Stored data entries:
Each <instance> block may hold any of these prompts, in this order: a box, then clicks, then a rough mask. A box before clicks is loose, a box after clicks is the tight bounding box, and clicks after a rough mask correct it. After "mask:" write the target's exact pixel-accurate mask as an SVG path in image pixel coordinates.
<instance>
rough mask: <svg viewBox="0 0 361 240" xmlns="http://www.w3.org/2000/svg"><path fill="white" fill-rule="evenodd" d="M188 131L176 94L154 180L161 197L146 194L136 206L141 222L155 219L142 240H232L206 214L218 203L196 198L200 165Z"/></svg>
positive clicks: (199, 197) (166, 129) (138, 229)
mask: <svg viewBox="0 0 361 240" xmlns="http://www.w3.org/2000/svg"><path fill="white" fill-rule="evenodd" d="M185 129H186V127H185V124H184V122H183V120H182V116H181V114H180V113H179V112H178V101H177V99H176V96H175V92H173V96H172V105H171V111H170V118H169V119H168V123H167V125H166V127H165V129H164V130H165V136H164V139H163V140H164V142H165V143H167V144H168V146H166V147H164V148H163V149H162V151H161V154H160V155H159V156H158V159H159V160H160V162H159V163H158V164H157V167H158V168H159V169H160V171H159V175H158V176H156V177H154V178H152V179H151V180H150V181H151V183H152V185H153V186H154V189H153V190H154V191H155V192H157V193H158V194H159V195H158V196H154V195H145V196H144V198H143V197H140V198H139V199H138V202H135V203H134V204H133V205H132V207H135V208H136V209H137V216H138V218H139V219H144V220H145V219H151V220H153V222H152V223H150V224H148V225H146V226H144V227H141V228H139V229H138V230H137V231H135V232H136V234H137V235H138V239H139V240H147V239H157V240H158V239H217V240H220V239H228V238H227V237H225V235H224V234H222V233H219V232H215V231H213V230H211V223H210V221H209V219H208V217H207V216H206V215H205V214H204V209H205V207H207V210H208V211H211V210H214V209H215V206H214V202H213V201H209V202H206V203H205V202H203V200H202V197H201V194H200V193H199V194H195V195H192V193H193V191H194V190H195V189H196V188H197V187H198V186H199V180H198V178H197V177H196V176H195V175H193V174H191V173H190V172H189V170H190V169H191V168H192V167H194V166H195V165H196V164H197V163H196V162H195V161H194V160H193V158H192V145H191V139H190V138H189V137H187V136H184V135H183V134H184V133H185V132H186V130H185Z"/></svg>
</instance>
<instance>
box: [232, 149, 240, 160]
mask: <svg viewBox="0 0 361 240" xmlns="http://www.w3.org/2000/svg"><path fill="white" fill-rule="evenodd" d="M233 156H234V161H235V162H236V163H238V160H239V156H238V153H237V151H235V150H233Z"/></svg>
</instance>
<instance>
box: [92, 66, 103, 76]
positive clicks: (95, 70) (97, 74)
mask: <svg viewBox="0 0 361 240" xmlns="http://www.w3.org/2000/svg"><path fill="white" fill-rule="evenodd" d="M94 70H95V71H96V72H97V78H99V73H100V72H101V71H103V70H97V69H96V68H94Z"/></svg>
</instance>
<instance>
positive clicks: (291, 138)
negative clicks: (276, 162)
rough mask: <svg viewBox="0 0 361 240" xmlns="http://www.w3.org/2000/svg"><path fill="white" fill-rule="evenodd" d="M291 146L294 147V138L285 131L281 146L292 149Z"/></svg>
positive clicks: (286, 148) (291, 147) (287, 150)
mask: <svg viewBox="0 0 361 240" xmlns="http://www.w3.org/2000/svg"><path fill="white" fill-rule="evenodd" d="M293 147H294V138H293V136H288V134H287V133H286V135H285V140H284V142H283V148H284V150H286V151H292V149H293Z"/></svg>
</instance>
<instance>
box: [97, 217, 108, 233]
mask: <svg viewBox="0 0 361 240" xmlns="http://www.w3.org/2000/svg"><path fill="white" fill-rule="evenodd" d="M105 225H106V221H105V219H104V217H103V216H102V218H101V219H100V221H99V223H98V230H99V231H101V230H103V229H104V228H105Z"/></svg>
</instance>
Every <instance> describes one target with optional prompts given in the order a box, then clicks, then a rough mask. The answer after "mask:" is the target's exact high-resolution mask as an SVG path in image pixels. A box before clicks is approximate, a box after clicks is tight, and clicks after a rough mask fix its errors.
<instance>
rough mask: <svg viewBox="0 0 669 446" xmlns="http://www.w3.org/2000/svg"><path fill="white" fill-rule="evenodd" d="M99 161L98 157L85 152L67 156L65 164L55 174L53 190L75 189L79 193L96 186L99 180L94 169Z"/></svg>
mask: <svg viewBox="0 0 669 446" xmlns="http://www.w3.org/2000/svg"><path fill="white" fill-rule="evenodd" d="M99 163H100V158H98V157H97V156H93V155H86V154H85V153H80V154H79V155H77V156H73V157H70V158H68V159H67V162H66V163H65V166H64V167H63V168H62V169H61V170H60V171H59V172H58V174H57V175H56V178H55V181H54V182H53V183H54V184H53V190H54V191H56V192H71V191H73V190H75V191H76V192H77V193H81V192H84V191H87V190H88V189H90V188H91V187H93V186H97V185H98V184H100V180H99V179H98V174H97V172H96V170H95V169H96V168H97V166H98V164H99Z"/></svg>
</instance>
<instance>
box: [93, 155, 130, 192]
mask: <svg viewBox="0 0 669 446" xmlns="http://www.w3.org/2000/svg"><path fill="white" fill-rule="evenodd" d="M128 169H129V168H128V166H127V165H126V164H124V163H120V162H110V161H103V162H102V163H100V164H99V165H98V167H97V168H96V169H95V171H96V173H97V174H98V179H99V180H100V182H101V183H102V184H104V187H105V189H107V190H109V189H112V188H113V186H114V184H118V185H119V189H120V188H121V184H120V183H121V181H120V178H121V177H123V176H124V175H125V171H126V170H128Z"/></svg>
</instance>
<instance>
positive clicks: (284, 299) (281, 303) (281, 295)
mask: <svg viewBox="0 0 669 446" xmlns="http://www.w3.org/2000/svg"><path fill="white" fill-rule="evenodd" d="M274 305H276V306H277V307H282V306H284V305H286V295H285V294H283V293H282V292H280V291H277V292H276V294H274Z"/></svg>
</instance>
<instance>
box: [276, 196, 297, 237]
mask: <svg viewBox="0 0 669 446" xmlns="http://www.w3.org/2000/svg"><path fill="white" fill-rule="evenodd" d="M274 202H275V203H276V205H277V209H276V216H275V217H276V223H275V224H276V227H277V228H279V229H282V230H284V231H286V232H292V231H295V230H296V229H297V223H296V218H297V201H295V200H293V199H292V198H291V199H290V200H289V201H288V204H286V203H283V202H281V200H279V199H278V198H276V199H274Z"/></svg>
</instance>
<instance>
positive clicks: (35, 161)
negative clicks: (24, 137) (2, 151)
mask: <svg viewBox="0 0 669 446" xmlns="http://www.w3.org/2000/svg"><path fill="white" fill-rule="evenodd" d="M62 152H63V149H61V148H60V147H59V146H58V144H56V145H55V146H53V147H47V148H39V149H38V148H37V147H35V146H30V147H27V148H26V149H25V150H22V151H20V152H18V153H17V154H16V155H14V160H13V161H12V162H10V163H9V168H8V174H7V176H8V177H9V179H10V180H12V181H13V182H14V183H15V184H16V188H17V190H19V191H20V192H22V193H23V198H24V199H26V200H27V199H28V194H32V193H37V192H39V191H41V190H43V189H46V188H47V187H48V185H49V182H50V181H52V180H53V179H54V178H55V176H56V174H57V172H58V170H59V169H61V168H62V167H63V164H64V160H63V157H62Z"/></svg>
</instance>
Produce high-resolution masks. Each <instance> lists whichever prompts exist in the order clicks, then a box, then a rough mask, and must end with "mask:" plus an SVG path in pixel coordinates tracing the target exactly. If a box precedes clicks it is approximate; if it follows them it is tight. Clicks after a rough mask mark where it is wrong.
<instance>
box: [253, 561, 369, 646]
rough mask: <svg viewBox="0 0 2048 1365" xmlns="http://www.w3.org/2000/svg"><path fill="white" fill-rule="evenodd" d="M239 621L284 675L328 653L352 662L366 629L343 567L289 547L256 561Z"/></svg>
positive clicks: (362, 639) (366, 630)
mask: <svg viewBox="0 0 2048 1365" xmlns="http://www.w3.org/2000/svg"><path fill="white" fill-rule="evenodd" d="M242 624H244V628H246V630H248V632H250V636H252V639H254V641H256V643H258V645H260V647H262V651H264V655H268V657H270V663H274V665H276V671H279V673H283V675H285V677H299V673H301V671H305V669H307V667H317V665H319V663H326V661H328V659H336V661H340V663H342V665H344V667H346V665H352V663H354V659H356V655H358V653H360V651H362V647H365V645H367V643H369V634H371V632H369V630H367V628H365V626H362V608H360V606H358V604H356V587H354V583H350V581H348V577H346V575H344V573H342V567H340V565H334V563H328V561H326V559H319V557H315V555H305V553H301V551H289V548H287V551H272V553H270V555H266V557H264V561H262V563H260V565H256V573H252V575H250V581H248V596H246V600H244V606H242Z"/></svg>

# Exercise goal
Only the lines from the top of the data through the line that contains "131L176 94L154 180L161" should be quoted, exactly as they stand.

# Expected output
Each <instance> block may hold any of these prompts, in this order: a box, then clicks, then a rough mask. A box before clicks is loose, a box after clicks is the tight bounding box, and clicks after a rough mask correct it. After "mask:" write the target's exact pixel-accurate mask as an SVG path in image pixel coordinates.
<instance>
rough mask: <svg viewBox="0 0 361 240" xmlns="http://www.w3.org/2000/svg"><path fill="white" fill-rule="evenodd" d="M188 131L176 94L154 180L161 197L146 194L136 206L141 222L155 219L142 240H232L206 214L218 203L196 198L200 165Z"/></svg>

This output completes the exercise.